• _Problem to work on_
Will you transcribe all the entries word for word, skipping the pictures they hold?
Exercise material START
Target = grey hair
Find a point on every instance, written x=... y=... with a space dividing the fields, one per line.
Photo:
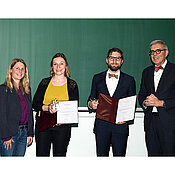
x=159 y=42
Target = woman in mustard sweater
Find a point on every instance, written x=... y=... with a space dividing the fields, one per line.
x=61 y=87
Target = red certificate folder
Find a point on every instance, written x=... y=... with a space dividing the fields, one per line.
x=47 y=120
x=107 y=108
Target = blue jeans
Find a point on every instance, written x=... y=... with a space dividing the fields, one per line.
x=19 y=145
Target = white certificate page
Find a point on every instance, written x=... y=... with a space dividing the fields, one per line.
x=126 y=109
x=67 y=112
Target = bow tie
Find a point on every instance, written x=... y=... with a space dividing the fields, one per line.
x=157 y=68
x=113 y=75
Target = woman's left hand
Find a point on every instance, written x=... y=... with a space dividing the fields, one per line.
x=29 y=141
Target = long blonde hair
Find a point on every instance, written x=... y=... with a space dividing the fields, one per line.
x=24 y=83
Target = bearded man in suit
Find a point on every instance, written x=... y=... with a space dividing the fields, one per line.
x=157 y=98
x=115 y=83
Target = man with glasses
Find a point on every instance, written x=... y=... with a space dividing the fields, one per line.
x=116 y=84
x=157 y=98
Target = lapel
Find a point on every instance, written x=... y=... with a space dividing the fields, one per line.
x=120 y=85
x=163 y=79
x=150 y=79
x=104 y=83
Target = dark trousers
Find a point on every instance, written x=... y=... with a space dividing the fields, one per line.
x=59 y=136
x=109 y=134
x=159 y=141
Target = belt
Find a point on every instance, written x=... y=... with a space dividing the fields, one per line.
x=155 y=113
x=23 y=126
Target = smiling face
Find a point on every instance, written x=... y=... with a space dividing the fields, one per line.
x=59 y=66
x=18 y=71
x=158 y=58
x=114 y=61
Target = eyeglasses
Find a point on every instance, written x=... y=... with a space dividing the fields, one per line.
x=158 y=51
x=112 y=58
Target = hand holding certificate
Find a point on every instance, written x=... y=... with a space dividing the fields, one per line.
x=67 y=113
x=116 y=110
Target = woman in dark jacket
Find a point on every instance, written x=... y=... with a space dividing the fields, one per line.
x=16 y=116
x=61 y=87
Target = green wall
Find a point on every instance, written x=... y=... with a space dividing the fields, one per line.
x=85 y=43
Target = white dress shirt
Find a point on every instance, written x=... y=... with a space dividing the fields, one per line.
x=112 y=82
x=157 y=76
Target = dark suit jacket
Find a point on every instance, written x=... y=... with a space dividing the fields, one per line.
x=126 y=87
x=10 y=113
x=165 y=91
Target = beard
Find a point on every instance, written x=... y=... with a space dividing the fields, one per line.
x=114 y=68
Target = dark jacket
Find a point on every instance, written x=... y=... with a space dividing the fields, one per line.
x=39 y=95
x=165 y=91
x=10 y=112
x=126 y=87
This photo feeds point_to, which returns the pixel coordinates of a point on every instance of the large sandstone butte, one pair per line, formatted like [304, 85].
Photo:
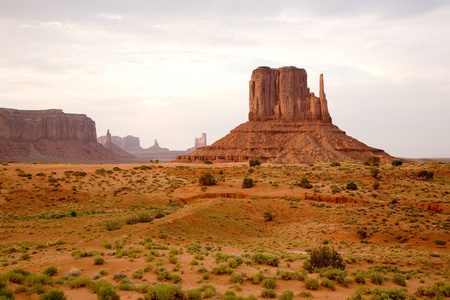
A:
[50, 136]
[287, 124]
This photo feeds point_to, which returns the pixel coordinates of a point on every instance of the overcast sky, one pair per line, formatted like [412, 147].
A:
[170, 70]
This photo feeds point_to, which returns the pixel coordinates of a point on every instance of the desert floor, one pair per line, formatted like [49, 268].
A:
[140, 226]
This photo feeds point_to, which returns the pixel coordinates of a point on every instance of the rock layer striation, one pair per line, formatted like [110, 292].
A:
[287, 124]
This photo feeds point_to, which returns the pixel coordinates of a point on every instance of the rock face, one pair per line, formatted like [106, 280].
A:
[283, 94]
[287, 124]
[131, 145]
[201, 142]
[53, 124]
[50, 135]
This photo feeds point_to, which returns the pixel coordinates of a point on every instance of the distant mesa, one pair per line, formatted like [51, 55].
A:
[287, 124]
[131, 145]
[51, 136]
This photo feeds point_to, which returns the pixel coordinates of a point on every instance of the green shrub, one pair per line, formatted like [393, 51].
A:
[253, 162]
[207, 179]
[50, 271]
[325, 257]
[236, 278]
[269, 283]
[138, 274]
[268, 293]
[438, 290]
[107, 293]
[6, 294]
[222, 269]
[286, 295]
[79, 282]
[396, 163]
[376, 278]
[390, 293]
[209, 291]
[399, 279]
[425, 175]
[440, 242]
[53, 295]
[352, 186]
[328, 284]
[113, 224]
[304, 183]
[247, 183]
[257, 278]
[311, 284]
[194, 294]
[99, 260]
[163, 292]
[268, 259]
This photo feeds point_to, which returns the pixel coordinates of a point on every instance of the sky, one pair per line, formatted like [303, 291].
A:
[171, 70]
Exercise material END
• _Solution to the problem_
Target = grey hair
Find a point on every instance, written x=... y=... with a space dividing the fields, one per line.
Photo:
x=159 y=42
Target = woman in mustard sweater
Find a point on every instance, written x=... y=... with a space dividing the fields, one per line.
x=61 y=87
Target = red certificate folder
Find a point on every instance, written x=... y=... with a space dividing the fields, one per line.
x=47 y=120
x=107 y=108
Target = blue jeans
Find a point on every instance, written x=... y=... with a space dividing the fields, one per line.
x=19 y=145
Target = white certificate page
Find a point on every instance, written x=... y=... with a space dividing the fields, one per line.
x=126 y=109
x=67 y=112
Target = bow tie
Find a point on every instance, written x=... y=... with a space dividing the fields, one per line.
x=157 y=68
x=113 y=75
Target = woman's left hand
Find a point on every instance, written x=... y=... with a space dividing the fields, one per line.
x=29 y=141
Target = long blonde hair
Find a point on every instance, written x=... y=... with a space dividing the fields, one per line.
x=24 y=83
Target = bearded man in suit
Find a point on every instance, written x=... y=... with a space dividing the fields, one per line.
x=157 y=98
x=115 y=83
Target = man with glasses
Find a point on every instance, written x=... y=... with a space dividing the fields, one per line.
x=116 y=84
x=157 y=98
Target = lapel
Find a point on every instance, written x=... y=... with a space dividing the fields, one per line.
x=120 y=85
x=163 y=79
x=150 y=79
x=104 y=83
Target = dark trousers
Find a point on every instance, written x=... y=... with a space dividing the fields, one per line.
x=59 y=136
x=109 y=134
x=159 y=141
Target = belt
Find a point on every instance, written x=... y=... with a space dividing the fields, one per line.
x=155 y=113
x=23 y=126
Target = smiling face
Find a point on every instance, written x=... y=... with a space dividing the fields, one per line.
x=59 y=66
x=18 y=71
x=158 y=58
x=114 y=61
Target = eyeglasses
Find a point on every instance, written x=... y=... with a space dividing the fields, one per line.
x=158 y=51
x=112 y=58
Target = hand holding certificate
Find a point on every instance, written x=... y=... with a space dividing the fields, one per line.
x=67 y=113
x=116 y=110
Target = woman in dark jacket
Find a point on every instance, written x=... y=... with a space dividing the fields, one per line.
x=16 y=116
x=61 y=87
Target = green wall
Find a point on every instance, written x=... y=... with a space dividing the fields, one per line.
x=85 y=43
Target = white dress shirt
Find a point on every instance, written x=... y=... with a space dividing the fields, one per line.
x=112 y=82
x=157 y=76
Target = dark suit jacket
Find a point on every instance, written x=... y=... with a space dividing the fields, one per line.
x=126 y=87
x=10 y=113
x=165 y=91
Target = beard
Find a point on every instance, written x=... y=... with a space dividing the fields, one per line.
x=114 y=68
Target = dark jacket
Find a point on every instance, written x=... y=... with a space dividing the fields, one per line.
x=39 y=95
x=165 y=91
x=10 y=112
x=126 y=87
This photo feeds point_to, which returns the pixel coordinates of a point on every instance of the large sandstone butte, one pair per line, formatted like [304, 85].
Photo:
A:
[50, 136]
[287, 124]
This photo feeds point_to, which returns the pixel coordinates of a point on every instance of the overcast sky, one pair per line, formatted like [412, 147].
A:
[170, 70]
This photo feeds point_to, which returns the pixel coordinates of a point on every instance of the desert floor, one pair per line, formatted like [49, 268].
A:
[140, 226]
This photo feeds point_to, which returns the pixel coordinates of a point on every instance of the rock layer striation, one pair per line, formatted like [110, 292].
A:
[287, 124]
This photo feeds point_to, which returns the pixel coordinates of a point on every instance of the rock face, one pair per line, formatted like [106, 280].
A:
[283, 94]
[287, 124]
[131, 145]
[201, 142]
[53, 124]
[50, 135]
This photo feeds point_to, which returns the pixel coordinates of a point on every instance of the distant mesa, one pair per line, formatted like [51, 55].
A:
[287, 124]
[131, 145]
[51, 136]
This photo feeds point_to, which returns the pixel coordinates of a point on every instance of the green shrub, one pair per line, formatted like [393, 51].
A:
[253, 162]
[207, 179]
[50, 271]
[325, 257]
[236, 278]
[269, 283]
[138, 274]
[268, 293]
[438, 290]
[107, 293]
[6, 294]
[222, 269]
[286, 295]
[79, 282]
[396, 163]
[376, 278]
[390, 293]
[209, 291]
[399, 279]
[425, 175]
[440, 242]
[53, 295]
[352, 186]
[328, 284]
[113, 224]
[304, 183]
[247, 183]
[257, 278]
[311, 284]
[194, 294]
[99, 260]
[163, 292]
[268, 259]
This photo feeds point_to, which returns the pixel coordinates of a point on every instance of the sky, one pair per line, formatted like [303, 291].
A:
[171, 70]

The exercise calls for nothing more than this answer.